## Excerpt to read
========================================

The Puri-Beals collaboration has yielded significant findings, showing that bacterial behavior varies depending on their location within the model ecosystem. This research has potential applications in alternative energy, agriculture, and health by optimizing the use of microbes for various purposes. Their work not only advances our understanding of bacterial genetics but also paves the way for practical applications with far-reaching societal impacts.

As Puri emphasizes, "This work underscores that it is critical to think about the environment the bacterium of interest came from to understand what the genes in bacterial DNA are doing, since that is where they evolved." This approach promises to enhance our ability to harness microbes as sources for new natural products and to optimize their use in diverse applications.

Decoding Human Milk Oligosaccharides

In the aftermath of the 2022-2023 infant formula shortage, the research of Professor Gabe Nagy and graduate student Sanaz Habibi (they/their) has taken on newfound significance. Their project, focused on characterizing human milk oligosaccharides (HMOs), addresses crucial sugars in human milk that play a vital role in infant development.

========================================

## Tasks
a: Answer these questions about the research excerpt:
(i) Which collaboration showed that bacterial behavior varies depending on location within the model ecosystem?
(ii) Which shortage gave the work of Gabe Nagy and Sanaz Habibi newfound significance?
(iii) What does the abbreviation HMOs stand for?
b: Rewrite the research excerpt from "The Puri-Beals collaboration" up to and including "far-reaching societal impacts.", replacing "alternative energy" with "renewable energy".
You can ignore the items.

========================================

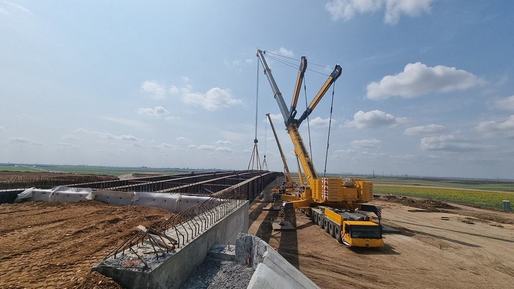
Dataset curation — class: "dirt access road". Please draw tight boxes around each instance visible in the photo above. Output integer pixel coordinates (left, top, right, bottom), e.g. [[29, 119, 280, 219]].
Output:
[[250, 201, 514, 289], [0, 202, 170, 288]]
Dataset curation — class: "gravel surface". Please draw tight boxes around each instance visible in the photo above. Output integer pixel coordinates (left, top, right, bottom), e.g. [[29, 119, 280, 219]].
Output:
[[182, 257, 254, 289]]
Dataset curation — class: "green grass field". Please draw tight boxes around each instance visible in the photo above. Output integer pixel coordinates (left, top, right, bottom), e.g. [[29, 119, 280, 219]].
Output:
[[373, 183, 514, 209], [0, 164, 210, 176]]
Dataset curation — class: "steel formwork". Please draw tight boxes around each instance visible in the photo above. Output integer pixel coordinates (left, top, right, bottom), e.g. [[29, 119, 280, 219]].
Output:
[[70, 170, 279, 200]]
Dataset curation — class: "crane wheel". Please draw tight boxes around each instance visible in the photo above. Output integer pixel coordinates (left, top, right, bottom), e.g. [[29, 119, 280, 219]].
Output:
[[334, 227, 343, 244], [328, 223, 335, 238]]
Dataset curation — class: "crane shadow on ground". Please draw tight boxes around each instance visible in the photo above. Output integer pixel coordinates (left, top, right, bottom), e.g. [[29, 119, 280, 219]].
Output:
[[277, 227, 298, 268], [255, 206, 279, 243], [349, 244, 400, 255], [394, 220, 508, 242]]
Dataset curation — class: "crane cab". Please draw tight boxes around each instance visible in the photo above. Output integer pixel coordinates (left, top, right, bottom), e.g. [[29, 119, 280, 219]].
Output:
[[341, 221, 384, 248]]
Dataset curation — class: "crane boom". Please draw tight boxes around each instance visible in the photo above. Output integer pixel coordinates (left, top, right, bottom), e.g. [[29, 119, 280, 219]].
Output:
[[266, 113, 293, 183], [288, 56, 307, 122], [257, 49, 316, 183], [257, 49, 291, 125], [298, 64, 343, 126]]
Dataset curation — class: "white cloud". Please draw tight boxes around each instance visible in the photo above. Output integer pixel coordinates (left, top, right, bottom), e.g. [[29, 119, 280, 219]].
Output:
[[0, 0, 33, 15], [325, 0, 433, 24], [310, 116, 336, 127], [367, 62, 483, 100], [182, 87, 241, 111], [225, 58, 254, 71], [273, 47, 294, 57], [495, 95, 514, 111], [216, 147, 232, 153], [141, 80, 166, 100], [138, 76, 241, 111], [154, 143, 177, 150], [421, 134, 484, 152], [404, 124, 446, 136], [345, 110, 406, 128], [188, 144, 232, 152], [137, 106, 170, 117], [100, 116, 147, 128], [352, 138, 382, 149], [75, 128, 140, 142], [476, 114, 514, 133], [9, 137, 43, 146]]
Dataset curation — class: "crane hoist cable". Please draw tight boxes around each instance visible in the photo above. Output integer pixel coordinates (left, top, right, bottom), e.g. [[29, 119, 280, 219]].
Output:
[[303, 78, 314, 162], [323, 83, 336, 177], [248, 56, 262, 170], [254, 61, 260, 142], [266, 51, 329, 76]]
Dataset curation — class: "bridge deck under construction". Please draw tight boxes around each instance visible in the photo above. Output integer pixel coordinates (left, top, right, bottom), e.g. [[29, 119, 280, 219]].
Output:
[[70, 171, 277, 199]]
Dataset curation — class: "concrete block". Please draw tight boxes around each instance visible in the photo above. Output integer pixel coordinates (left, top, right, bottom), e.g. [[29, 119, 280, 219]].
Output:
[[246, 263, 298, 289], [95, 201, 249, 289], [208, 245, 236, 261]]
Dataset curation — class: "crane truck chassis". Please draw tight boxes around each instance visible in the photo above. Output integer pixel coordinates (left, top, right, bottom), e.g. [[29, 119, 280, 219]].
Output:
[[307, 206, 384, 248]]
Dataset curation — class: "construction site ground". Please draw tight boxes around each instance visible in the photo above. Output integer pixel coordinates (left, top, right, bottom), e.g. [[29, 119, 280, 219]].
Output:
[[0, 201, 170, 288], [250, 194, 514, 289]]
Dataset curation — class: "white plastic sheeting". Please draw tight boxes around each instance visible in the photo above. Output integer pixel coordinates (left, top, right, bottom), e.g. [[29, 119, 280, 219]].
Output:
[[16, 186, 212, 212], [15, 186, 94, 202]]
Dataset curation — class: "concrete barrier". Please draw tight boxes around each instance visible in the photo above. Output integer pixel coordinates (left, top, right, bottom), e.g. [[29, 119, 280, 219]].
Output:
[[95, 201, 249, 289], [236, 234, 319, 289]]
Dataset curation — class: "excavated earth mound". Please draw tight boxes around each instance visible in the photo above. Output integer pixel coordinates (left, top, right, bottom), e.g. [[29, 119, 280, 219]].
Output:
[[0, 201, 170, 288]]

========================================

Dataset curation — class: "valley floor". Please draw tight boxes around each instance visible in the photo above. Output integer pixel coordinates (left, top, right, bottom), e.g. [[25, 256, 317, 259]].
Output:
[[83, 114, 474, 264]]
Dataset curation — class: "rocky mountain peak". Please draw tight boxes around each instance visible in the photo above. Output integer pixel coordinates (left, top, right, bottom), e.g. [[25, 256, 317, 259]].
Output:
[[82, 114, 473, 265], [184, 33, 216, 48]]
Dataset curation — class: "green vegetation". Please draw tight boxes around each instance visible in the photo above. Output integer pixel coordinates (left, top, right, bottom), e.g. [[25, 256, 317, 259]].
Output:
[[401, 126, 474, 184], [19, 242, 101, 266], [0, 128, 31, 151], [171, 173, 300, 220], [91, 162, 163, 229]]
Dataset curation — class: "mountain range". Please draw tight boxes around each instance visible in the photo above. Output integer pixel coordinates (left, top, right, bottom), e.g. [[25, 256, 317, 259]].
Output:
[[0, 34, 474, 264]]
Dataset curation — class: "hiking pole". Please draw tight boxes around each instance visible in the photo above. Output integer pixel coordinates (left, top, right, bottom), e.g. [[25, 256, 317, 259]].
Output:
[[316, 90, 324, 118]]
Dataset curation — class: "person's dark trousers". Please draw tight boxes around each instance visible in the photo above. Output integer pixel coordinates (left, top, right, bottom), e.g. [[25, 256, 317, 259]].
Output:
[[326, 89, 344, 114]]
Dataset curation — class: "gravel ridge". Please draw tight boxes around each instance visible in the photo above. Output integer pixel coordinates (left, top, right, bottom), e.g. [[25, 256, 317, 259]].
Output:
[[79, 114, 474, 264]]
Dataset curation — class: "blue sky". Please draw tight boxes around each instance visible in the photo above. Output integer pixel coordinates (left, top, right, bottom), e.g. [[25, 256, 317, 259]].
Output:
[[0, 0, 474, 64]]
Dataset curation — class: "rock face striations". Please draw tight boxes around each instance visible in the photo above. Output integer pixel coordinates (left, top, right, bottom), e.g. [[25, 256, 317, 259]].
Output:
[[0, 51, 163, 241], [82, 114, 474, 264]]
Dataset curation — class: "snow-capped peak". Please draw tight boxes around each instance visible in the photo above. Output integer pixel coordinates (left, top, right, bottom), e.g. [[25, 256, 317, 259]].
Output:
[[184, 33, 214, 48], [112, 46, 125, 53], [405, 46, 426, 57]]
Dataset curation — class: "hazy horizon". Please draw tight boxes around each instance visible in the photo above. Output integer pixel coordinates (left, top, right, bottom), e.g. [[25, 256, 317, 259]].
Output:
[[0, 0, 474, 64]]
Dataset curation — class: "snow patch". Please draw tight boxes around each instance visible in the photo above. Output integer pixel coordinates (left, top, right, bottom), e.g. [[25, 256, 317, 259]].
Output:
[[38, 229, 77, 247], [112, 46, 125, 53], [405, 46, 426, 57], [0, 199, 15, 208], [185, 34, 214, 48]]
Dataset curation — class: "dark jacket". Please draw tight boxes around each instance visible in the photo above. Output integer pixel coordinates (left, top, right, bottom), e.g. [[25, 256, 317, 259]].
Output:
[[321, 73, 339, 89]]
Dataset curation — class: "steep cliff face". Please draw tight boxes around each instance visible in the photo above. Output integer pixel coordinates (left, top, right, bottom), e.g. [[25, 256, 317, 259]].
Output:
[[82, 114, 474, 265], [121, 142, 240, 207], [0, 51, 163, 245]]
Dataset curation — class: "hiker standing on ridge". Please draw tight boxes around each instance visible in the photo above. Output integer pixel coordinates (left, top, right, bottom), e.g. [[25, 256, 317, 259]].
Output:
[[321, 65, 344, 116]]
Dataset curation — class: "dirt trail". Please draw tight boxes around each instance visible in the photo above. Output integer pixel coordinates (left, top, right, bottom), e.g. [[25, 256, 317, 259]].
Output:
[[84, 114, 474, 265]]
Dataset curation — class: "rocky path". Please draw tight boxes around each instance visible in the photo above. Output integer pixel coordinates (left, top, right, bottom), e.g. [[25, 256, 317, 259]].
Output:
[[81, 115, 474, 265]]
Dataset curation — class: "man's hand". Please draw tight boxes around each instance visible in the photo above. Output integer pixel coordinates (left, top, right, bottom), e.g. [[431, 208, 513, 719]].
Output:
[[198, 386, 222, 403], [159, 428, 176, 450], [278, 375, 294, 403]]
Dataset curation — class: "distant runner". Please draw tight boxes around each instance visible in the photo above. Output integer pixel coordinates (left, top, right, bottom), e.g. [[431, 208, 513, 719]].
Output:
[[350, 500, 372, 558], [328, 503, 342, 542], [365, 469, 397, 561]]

========================================

## Completed exercise
a:
(i) The Puri-Beals collaboration
(ii) The 2022-2023 infant formula shortage
(iii) Human milk oligosaccharides

b:
The Puri-Beals collaboration has yielded significant findings, showing that bacterial behavior varies depending on their location within the model ecosystem. This research has potential applications in renewable energy, agriculture, and health by optimizing the use of microbes for various purposes. Their work not only advances our understanding of bacterial genetics but also paves the way for practical applications with far-reaching societal impacts.